**Work required**
Find "Draw the outline of every instance of the marina." in the listing below, then set down only that line and each later line, unchanged, leaving out pictures.

+---+

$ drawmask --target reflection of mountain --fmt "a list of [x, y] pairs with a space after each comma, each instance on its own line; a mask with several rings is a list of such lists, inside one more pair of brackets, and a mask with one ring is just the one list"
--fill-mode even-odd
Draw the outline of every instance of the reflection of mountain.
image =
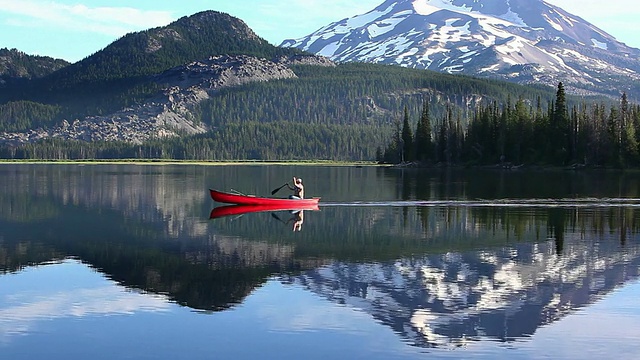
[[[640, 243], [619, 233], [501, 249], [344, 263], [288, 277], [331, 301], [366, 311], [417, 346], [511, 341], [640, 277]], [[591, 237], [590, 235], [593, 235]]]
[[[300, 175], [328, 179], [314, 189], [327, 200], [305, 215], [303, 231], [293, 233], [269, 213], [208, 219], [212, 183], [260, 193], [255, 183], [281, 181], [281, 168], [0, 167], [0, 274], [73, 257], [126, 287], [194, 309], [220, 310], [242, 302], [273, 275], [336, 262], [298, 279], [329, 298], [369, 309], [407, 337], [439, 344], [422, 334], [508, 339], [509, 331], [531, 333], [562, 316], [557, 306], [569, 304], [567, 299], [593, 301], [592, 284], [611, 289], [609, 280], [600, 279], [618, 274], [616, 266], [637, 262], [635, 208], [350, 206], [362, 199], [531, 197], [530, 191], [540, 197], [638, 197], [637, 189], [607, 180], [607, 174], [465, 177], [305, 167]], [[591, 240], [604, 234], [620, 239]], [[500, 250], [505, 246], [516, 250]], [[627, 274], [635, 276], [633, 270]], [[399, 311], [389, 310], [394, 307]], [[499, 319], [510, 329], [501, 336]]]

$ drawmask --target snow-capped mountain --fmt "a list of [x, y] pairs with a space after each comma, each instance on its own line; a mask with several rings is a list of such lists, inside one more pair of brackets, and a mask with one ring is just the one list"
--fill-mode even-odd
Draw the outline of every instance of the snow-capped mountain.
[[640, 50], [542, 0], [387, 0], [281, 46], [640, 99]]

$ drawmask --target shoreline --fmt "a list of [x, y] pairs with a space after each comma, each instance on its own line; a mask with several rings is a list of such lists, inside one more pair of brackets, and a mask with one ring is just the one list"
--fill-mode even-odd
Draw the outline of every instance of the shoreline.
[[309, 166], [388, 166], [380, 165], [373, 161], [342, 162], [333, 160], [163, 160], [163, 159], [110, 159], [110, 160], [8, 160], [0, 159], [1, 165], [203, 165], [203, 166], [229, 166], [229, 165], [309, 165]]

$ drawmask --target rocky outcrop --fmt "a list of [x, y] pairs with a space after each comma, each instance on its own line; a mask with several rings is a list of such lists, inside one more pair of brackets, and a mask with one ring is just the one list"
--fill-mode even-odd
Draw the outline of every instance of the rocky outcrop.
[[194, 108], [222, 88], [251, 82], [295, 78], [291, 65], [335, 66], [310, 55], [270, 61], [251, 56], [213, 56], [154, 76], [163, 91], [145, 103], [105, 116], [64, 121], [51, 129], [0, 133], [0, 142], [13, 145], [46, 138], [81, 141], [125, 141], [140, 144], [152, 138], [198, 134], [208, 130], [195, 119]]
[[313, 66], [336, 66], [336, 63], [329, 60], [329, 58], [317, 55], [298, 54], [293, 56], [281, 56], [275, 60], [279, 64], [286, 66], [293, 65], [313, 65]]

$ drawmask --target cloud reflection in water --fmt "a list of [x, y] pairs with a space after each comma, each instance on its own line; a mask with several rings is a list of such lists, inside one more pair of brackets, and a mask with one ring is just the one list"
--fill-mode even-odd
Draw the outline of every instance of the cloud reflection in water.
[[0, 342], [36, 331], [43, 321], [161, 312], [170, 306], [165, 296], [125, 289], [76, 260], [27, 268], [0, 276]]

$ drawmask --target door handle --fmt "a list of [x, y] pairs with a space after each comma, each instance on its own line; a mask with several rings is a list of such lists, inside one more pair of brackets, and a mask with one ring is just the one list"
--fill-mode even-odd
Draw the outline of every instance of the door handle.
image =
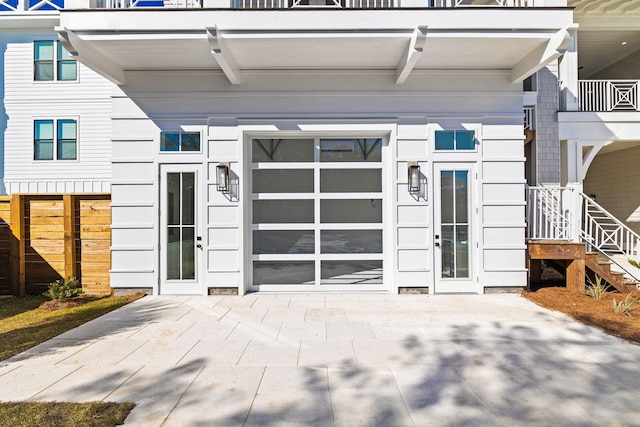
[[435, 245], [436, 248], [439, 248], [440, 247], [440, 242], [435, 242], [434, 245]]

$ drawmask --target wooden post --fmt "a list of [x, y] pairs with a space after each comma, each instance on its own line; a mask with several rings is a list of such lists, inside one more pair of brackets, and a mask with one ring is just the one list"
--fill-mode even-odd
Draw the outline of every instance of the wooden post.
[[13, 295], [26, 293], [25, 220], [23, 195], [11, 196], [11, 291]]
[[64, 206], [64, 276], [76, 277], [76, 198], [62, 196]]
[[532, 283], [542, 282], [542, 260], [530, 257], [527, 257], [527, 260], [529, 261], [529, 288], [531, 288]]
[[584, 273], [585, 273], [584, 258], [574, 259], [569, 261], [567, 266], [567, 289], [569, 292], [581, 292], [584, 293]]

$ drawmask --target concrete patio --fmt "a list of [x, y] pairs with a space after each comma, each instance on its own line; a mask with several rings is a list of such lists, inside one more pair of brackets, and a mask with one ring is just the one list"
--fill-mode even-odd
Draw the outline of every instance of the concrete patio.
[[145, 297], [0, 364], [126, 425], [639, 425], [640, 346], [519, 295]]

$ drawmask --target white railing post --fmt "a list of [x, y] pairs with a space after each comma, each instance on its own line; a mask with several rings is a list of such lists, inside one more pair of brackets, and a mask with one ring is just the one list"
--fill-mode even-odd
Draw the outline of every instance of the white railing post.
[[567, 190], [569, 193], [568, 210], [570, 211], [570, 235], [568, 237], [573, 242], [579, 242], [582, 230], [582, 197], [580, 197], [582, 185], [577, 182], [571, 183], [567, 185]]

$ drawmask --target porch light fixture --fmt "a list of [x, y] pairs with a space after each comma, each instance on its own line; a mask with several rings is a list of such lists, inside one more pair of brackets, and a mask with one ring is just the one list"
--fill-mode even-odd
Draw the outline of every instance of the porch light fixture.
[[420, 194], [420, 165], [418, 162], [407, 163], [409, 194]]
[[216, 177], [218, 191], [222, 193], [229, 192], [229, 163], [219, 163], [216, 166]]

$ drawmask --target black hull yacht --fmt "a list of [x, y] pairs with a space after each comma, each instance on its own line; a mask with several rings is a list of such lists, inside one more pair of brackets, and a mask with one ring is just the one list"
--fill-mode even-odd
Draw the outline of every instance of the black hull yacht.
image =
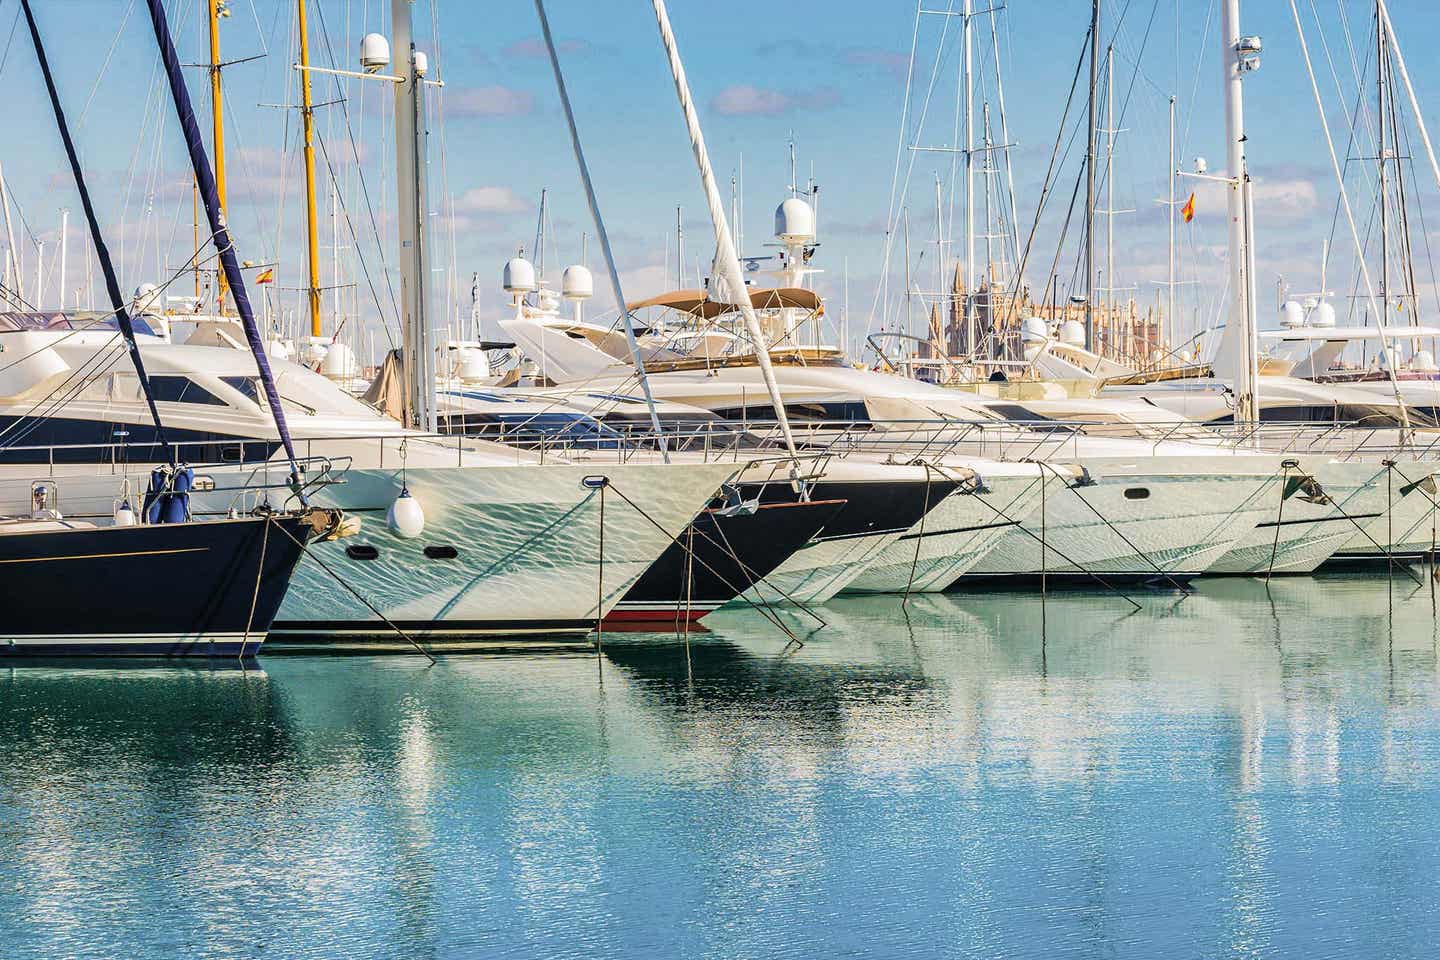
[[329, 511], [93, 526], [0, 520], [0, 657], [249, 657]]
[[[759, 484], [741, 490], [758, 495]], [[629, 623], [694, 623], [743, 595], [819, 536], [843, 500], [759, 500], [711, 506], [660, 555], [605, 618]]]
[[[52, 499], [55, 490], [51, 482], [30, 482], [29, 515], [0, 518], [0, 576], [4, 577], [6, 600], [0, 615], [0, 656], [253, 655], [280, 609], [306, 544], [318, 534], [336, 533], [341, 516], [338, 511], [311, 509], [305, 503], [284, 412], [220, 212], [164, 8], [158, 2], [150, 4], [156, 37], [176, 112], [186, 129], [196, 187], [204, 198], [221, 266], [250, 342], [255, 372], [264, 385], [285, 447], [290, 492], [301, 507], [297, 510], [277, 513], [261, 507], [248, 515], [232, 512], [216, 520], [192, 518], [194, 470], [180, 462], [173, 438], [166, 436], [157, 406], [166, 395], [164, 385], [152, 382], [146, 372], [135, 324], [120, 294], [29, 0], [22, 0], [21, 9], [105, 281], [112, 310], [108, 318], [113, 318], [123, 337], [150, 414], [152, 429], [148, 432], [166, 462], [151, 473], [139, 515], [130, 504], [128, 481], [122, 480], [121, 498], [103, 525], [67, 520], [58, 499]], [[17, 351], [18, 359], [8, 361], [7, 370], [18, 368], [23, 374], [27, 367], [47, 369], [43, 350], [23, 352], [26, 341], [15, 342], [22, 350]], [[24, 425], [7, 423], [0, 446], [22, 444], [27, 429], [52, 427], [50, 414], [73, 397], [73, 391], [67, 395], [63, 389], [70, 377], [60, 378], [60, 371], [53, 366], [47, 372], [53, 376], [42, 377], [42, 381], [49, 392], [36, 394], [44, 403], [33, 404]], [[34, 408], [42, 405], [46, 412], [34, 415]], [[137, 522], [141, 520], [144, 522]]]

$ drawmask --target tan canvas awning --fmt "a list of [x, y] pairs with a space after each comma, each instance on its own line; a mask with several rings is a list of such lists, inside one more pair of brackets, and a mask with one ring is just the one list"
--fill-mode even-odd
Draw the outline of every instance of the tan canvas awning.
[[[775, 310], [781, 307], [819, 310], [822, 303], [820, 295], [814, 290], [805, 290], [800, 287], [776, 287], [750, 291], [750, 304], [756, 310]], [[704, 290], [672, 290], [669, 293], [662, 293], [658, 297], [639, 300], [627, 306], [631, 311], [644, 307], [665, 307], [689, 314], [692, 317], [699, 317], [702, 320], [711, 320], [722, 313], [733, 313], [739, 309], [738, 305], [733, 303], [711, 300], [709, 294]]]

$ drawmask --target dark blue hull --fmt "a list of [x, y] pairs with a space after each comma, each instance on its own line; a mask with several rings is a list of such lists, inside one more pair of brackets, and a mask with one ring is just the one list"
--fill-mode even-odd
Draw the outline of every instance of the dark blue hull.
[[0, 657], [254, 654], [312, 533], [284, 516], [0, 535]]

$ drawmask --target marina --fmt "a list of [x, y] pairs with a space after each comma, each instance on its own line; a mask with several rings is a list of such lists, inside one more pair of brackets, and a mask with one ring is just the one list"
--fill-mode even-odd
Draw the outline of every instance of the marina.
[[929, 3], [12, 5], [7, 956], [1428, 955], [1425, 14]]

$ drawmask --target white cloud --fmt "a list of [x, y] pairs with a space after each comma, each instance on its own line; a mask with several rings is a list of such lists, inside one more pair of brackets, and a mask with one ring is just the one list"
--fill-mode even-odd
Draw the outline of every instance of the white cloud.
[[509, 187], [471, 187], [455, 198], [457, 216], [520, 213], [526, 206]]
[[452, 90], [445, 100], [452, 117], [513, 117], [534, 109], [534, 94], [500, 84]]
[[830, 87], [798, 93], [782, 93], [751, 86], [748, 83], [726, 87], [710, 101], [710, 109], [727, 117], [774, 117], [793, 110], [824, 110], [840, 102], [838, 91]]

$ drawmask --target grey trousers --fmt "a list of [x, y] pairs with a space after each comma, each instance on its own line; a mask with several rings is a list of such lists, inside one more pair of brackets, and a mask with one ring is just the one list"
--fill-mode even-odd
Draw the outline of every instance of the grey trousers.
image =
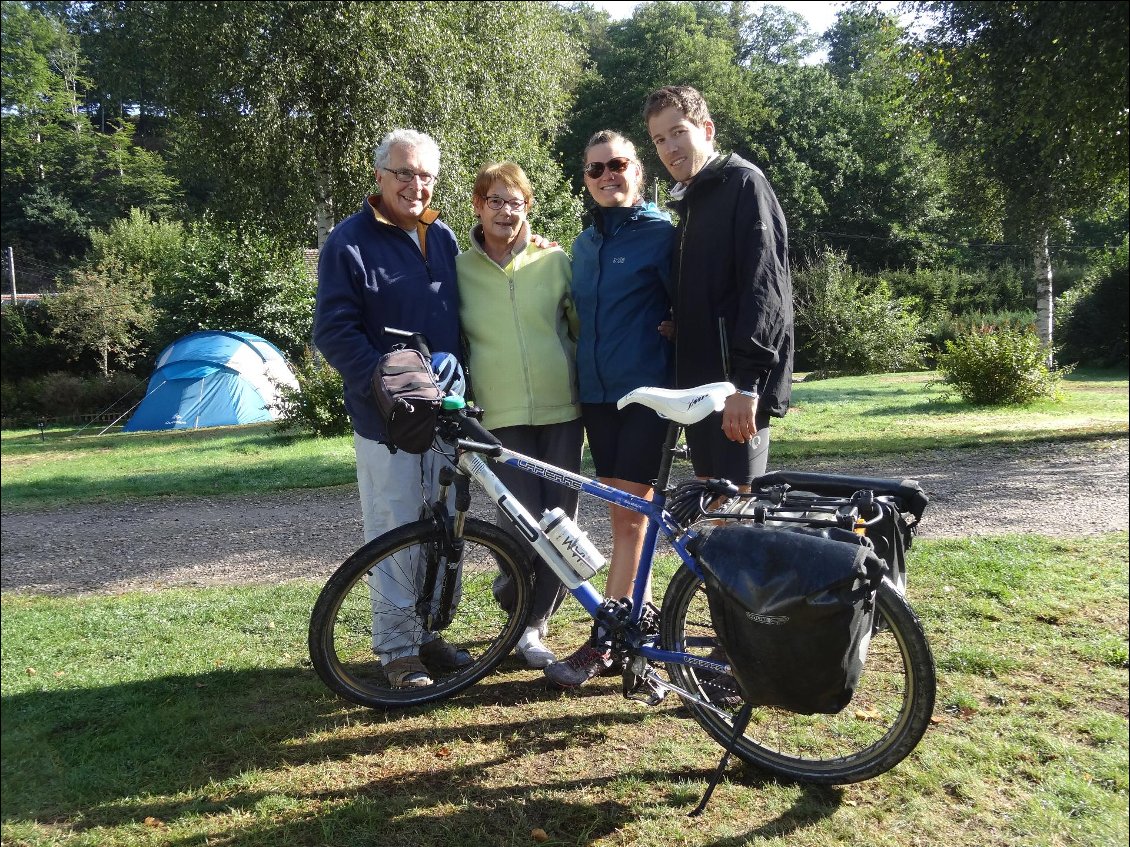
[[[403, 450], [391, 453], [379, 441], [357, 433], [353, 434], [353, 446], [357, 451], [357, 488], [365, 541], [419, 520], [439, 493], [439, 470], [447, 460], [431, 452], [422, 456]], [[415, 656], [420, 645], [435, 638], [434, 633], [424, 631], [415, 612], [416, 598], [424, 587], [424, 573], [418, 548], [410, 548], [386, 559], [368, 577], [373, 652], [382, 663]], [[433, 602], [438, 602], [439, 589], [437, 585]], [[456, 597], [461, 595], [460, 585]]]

+---+

**Solution for this task**
Draw the outline of every instance of the marina.
[[929, 3], [12, 5], [7, 956], [1428, 955], [1425, 14]]

$ drawmask --target white cloud --fmt "a list of [x, y] pairs with a space after each comma, each instance on its own line; a mask with several rings is a list of such lists, inside one more pair of brackets, and a mask with one ring is just the one list"
--fill-mode even-odd
Draw the outline of every instance of the white cloud.
[[509, 187], [471, 187], [455, 198], [457, 216], [520, 213], [526, 206]]
[[452, 90], [445, 100], [452, 117], [513, 117], [534, 109], [534, 94], [500, 84]]
[[830, 87], [798, 93], [782, 93], [751, 86], [748, 83], [726, 87], [710, 101], [710, 109], [727, 117], [774, 117], [793, 110], [824, 110], [840, 102], [838, 91]]

$ drawmask --target grey trousers --fmt "a list of [x, y] pairs with a space after each comma, each instance on its own line; a mask with several rings is a list of such lists, inside one more pair of brackets, and a mask with one ring is just the one list"
--fill-mode even-odd
Draw the outline of every instance of the grey trousers.
image =
[[[403, 450], [391, 453], [379, 441], [357, 433], [353, 434], [353, 446], [357, 451], [357, 488], [365, 541], [419, 520], [439, 493], [439, 470], [447, 460], [431, 452], [422, 456]], [[415, 656], [420, 645], [435, 638], [434, 633], [424, 631], [415, 612], [416, 598], [424, 587], [424, 573], [418, 548], [410, 548], [386, 559], [368, 577], [373, 652], [382, 663]], [[433, 602], [438, 602], [439, 589], [437, 585]], [[456, 597], [461, 595], [460, 585]]]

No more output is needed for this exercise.